» **Teks Bacaan**:
┌──

Mengenai Saya

Foto saya
Jambi, Jambi, Indonesia
wonderful life starts from a wonderful heart

5 Mei 2011

MEMBANGUN GENGSI JABATAN FUNGSIONAL



BEBERAPA tahun lalu sempat didengungkan oleh pemerintah tentang akan dikembangkannya jabatan fungsional dengan tujuan meningkatkan kinerja aparat pemerintah sekaligus mengurangi persaingan perebutan jabatan struktural. Beberapa teman PNS yang meramalkan prospek ‘cemerlang’ bekerja sebagai pejabat fungsional, kemudian meninggalkan jabatan strukturalnya untuk beralih menjadi pejabat fungsional. Namun harapan mereka kabur bersama waktu. Wacana mengembangkan jabatan fungsional kini nyaris tak terdengar lagi. Kurangnya perhatian, tak adanya pembinaan dan diskriminasi perlakuan/pemberian fasilitas menyebabkan ratusan PNS yang memilih jalur karir ini merasa menyesal, bahkan ada yang membelot dan kembali berebut posisi jabatan struktural.

└──

» **Materi**:
┌──

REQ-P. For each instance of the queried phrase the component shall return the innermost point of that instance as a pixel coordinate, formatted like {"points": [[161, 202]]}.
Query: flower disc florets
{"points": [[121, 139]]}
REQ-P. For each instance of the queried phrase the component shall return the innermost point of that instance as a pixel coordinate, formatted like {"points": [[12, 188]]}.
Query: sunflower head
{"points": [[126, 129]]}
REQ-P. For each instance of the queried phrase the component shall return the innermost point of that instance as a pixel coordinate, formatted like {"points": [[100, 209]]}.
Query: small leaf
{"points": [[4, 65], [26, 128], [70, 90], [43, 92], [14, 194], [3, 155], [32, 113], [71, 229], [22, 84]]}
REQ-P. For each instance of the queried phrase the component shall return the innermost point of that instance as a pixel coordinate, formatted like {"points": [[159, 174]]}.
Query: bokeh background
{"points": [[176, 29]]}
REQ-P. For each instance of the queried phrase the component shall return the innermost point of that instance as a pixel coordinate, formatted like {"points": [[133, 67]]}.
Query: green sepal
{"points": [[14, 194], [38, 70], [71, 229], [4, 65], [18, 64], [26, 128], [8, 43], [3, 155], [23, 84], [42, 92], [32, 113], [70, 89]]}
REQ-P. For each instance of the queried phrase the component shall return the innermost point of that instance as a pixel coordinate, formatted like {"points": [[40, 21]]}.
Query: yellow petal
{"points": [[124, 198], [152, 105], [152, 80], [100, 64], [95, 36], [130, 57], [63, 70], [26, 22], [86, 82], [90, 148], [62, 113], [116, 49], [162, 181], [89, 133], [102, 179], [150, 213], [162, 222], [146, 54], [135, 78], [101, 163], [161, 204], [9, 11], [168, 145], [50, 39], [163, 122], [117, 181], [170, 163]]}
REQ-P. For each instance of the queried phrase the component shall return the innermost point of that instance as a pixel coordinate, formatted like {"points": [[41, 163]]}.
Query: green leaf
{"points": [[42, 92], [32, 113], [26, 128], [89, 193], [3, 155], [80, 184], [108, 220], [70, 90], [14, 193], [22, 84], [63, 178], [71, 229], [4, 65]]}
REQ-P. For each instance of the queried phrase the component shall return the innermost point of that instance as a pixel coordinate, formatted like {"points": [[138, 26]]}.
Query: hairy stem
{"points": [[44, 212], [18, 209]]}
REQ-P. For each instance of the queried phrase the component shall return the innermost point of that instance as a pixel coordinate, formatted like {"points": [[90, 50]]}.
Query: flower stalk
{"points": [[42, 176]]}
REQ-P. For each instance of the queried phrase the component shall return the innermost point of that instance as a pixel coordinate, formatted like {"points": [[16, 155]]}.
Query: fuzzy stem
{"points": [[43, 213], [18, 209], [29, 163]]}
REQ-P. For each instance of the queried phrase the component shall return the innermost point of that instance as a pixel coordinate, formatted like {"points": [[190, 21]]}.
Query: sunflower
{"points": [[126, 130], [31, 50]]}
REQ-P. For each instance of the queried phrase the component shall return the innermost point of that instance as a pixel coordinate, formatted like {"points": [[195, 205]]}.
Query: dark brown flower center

└──

» **Latihan 1**:
Menurut teks tentang jabatan fungsional, apa tujuan pemerintah mengembangkan jabatan fungsional?
» **Latihan 2**:
Sambung teks tentang jabatan fungsional mulai dari sesudah kalimat terakhir yang ditampilkan.
Materi ini berdiri sendiri dan tidak berkaitan dengan teks tentang jabatan fungsional.

» **Hasil Latihan 1**:
Untuk meningkatkan kinerja aparat pemerintah sekaligus mengurangi persaingan perebutan jabatan struktural.

» **Hasil Latihan 2**:
Meski berat mengakuinya, jabatan fungsional memang kurang populer di kalangan pegawai negeri sipil. Ada anggapan bahwa jabatan fungsional hanyalah pelarian bagi PNS yang tak peroleh jabatan struktural atau yang golongan kepangkatannya telah mentok. Opini tersebut terbangun karena tak memahami apa yang dikerjakan oleh seorang pejabat fungsional atau melihat pejabat fungsional yang bekerja tidak sesuai dengan tugas pokok dan fungsinya.
Pengangkatan seseorang di jabatan fungsional bukan karena alasan ‘ketidakberhasilan’ di jalur struktural tapi harus berdasarkan pada keahlian dan keterampilan PNS bersangkutan sesuai PP No.16 tahun 1994.[1]  Faktor keahlian dan keterampilan ini sering luput dari perhatian sehingga ketika tiba waktunya mengajukan angka kredit guna kenaikan pangkat, si pejabat tersebut tak berhasil memenuhi kewajibannya.
Jabatan fungsional sesungguhnya memiliki kriteria dan kinerja yang jelas. Seorang peneliti misalnya, tak dapat naik dari pangkat sebelumnya sebagai Peneliti Pertama Golongan III/b menjadi Peneliti Muda Gol. III/c sebelum mengumpulkan angka kredit sedikitnya 50 poin. Melakukan penelitian saja tanpa menuliskannya di jurnal ilmiah tak akan menghasilkan angka kredit yang dibutuhkan untuk naik pangkat tersebut. Kriteria mirip itu berlaku juga bagi fungsional lain seperti penyuluh pertanian, pengawas bibit atau pranata komputer. Dengan tingkat kesulitan naik pangkat seperti itu dan tuntutan kemampuan untuk bekerja mandiri, seharusnya pejabat fungsional memperoleh perhatian dan dukungan dari instansi pembinanya agar dapat berkembang.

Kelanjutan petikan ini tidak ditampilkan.